» **Passage**:
★ ★ ★ ★ ★
If it comes down to mobs in the street again, I'm just glad I live next door to a highly trained state trooper.


----------



## AnnieA (Mar 19, 2020)

Grampa Don said:


> Will some people who are already depressed or otherwise fragile for some reason decide not to wait?



Sure to.  Between undergrad and grad school, I worked a short stint at a University Medical Center 's Poison Control hotline.  That was pre-internet, but we had a huge computer database of drugs and every poison known to man along with the medical protocols for ingestion and overdose.  The public and medical professionals throughout the state used us.  Even during the winter when the weather was rainy and overcast for weeks, our suicide attempt calls from ERs would spike.  Also around Christmas.  So, yes, certainly expect increased attempts due to Covid19 instability.

Not to mention if we face prescription shortages for awhile due to the manufacturing lag when China was on lockdown.  Shudder to think when our waaaaaay over prescribed psych med population misses a few doses.

I don't think any sort of campaign could stop unstable people from suicide as wonky as our world is right now.


----------



## StarSong (Mar 19, 2020)

Ken N Tx said:


> There will be a spike in babies come Christmas....


Not among all those folks who are suddenly having to entertain and home school the children they've already got.  In fact, the number of vasectomy inquiries may skyrocket.


----------



## AnnieA (Mar 19, 2020)

Don M. said:
			
		

> I don't know about "suicides", but if this epidemic continues to worsen, and cities begin to shut down, I can see a real possibility for civil unrest, and even crime to increase.  If large numbers of people, with little in the way of savings, become financially stressed, they are going to take to the streets, and begin looting stores, etc.  The entertainment and restaurant industries, for example, have virtually shut down for the next few weeks....and the bulk of those people are probably minimum wage earners, with little ability to withstand their loss of pay.  Even if the government agrees to send everyone a "check", that will not last long for many people.  Desperation could easily set in, and anything resembling Civil society could begin to quickly decline.
> If these conditions continue to exist for more than another month, or two, the Spring/Summer of 2020 could be a real mess.





Packerjohn said:


> Americans are standing in line to buy guns & ammo.
★ ★ ★ ★ ★
» **Assignment**: Could you write the next part of the COVID-19 forum thread, picking up after its final line? The rows have no connection to the COVID-19 forum thread.

» **Supplied information**:
★ ★ ★ ★ ★
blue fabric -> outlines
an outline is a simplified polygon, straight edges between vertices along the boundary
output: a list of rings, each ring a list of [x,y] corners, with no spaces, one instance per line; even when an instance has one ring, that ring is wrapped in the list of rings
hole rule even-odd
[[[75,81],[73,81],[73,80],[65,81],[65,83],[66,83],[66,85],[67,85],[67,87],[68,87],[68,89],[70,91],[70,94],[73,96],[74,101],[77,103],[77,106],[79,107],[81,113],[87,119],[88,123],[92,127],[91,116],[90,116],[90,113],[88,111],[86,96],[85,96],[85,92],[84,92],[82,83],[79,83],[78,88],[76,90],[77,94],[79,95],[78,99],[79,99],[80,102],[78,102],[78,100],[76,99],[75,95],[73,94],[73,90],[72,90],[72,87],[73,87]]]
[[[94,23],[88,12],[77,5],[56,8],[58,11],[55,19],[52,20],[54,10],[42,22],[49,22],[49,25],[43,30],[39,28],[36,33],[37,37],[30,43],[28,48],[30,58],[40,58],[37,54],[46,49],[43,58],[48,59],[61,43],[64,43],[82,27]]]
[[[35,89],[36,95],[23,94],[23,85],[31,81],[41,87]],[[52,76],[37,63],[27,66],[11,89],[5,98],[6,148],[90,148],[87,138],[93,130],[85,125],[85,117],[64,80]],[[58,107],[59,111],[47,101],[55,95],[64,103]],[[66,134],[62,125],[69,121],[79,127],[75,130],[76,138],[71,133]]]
★ ★ ★ ★ ★
» **Task response**:
I bought an additional 5,000 rounds six weeks ago.  Rural people are easy targets in times of instability.  Already takes a sheriff deputy 20 mins best case scenario if we need them, so if there's trouble in town, we can't count on anyone coming.  Part of the reason I bought so much is that it was on sale and if things go squirrelly, we're going to do a lot of target practice as a deterrent.  In a small community, word about which people are honing gun skills will get out.   I had MUCH rather people avoid us than actually have to shoot someone.


----------



## old medic (Mar 19, 2020)

AnnieA said:


> In a small community, word about which people are honing gun skills will get out.



I can identify what neighbor is shooting what gun around my house.... Or ill start and folks so up to shoot to...


----------



## Aneeda72 (Mar 19, 2020)

Really?  You think you will shoot people?  Will you shoot the children first to spare them from starving or the parents and let the children starve so you don’t waste a bullet.  What makes your life so important?  Shame to even think such thoughts.


----------



## AnnieA (Mar 19, 2020)

Aneeda72 said:


> Really?  You think you will shoot people?  Will you shoot the children first to spare them from starving or the parents and let the children starve so you don’t waste a bullet.  What makes your life so important?  Shame to even think such thoughts.



If that was directed at me, please re-read post #20.  I don't think you comprehended what I posted at all.  Target shooting is a deterrent.   But to answer your question, in a home invasion, the people you shoot are the ones coming to shoot you.   You target shoot ...a lot... as a deterrent so those folks pass your place by.


----------



## oldman (Mar 19, 2020)

win231 said:


> That might be the reason for the spike in firearms & ammunition sales.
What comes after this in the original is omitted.